→ **Task objective**:
Can you retype, word for word, the part of the Cypress flaky-test workshop page below that opens with the words containing "Cecelia Martinez" and closes with "Cypress Test Runner."?

[START Selected passage]

Flaky Test Management with Cypress

Intermediate Workshop

Cecelia Martinez

Technical Account Mgr

@ceceliacreates

Getting Started

  1.  Clone repository OR Download ZIP of flake-demo branch
  2.  In project directory, run `yarn install`
  3.  Once installation is complete, run `yarn dev`. This will start the app on your system on localhost:3000
  4. In a new terminal window, run `yarn cypress:open`. This will open the Cypress Test Runner.
  5. Raise your hand in Zoom once you are done!

Getting Started

Delete/comment out line 204 in cypress/support/commands.ts

What is Flake?

What is a flaky test?

A test is considered to be flaky when it can pass and fail across multiple retry attempts without any code changes.

 

For example, a test is executed and fails, then the test is executed again, without any change to the code, but this time it passes.

[END Selected passage]
[START Supplied material]

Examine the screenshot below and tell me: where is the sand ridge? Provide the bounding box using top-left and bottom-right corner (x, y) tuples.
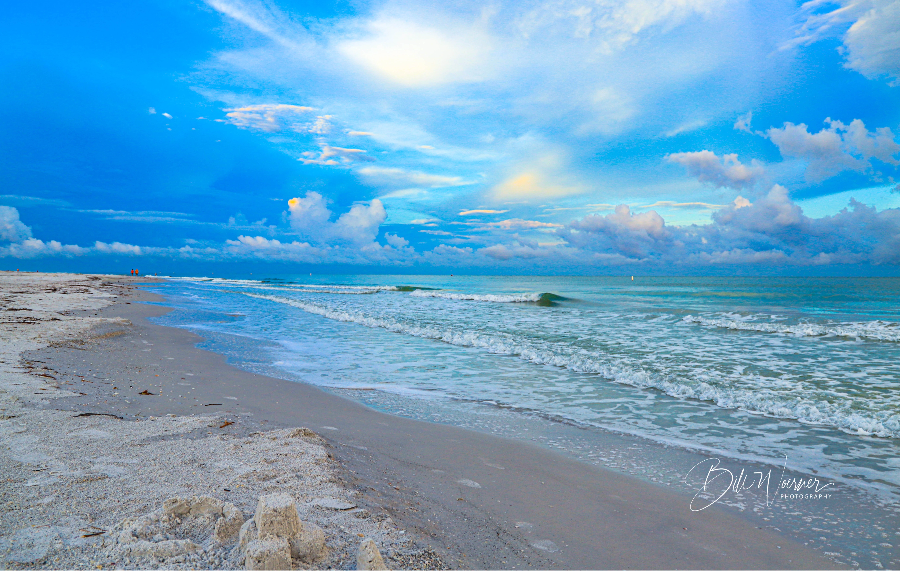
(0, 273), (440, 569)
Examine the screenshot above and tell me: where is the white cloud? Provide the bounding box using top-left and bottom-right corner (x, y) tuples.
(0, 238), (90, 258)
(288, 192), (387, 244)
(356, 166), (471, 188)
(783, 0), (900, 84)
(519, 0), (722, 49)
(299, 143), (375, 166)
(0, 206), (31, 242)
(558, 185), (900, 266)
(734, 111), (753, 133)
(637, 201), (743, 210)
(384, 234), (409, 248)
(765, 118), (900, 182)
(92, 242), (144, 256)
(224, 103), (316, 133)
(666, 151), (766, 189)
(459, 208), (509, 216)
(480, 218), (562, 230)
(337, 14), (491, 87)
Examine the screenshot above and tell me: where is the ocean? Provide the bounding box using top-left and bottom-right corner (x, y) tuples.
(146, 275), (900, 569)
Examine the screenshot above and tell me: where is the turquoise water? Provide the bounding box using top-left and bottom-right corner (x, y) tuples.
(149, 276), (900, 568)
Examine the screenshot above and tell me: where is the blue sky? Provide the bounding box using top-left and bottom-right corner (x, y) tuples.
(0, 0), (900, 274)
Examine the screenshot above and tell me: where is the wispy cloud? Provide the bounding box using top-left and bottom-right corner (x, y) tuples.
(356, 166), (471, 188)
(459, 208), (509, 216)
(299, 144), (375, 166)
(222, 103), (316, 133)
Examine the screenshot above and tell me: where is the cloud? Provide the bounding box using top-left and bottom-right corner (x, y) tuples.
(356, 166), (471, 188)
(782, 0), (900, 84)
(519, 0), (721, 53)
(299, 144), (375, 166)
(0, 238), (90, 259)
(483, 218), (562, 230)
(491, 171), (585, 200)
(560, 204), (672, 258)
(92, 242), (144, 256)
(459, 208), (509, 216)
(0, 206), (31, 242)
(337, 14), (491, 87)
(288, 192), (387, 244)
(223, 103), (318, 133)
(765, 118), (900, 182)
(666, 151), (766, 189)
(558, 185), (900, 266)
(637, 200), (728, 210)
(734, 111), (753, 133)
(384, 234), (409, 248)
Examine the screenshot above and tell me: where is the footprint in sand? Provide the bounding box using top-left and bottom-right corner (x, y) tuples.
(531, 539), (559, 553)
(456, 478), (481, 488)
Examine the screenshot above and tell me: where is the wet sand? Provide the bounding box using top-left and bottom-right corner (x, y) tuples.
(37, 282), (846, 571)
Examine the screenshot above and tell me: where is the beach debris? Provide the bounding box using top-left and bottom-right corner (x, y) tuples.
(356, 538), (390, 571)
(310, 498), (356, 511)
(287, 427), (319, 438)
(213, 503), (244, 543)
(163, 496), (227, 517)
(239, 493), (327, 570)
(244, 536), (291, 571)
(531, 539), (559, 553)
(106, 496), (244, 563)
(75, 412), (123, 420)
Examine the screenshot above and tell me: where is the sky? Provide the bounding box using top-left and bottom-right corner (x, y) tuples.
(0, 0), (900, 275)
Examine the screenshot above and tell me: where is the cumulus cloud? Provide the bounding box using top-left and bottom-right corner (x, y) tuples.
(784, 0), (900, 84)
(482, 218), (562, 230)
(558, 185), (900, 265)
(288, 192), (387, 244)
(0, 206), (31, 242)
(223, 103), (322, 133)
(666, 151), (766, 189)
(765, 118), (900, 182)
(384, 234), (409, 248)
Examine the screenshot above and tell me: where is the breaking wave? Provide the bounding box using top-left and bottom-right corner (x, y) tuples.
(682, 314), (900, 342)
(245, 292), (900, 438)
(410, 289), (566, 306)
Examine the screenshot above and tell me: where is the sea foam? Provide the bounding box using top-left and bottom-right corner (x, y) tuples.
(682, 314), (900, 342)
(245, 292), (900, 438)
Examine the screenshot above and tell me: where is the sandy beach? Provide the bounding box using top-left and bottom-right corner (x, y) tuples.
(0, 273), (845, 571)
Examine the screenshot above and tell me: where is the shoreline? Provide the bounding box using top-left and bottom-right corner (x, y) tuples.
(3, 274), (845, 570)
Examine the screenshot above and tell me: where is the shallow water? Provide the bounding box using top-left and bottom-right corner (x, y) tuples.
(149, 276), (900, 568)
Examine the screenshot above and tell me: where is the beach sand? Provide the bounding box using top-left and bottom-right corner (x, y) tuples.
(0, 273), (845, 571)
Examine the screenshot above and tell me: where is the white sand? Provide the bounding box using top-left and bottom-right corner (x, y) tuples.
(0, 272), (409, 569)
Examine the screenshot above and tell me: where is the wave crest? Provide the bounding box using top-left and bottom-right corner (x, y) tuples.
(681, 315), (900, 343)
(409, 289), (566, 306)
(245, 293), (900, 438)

[END Supplied material]

→ **Worked answer**:
Cecelia Martinez

Technical Account Mgr

@ceceliacreates

Getting Started

  1.  Clone repository OR Download ZIP of flake-demo branch
  2.  In project directory, run `yarn install`
  3.  Once installation is complete, run `yarn dev`. This will start the app on your system on localhost:3000
  4. In a new terminal window, run `yarn cypress:open`. This will open the Cypress Test Runner.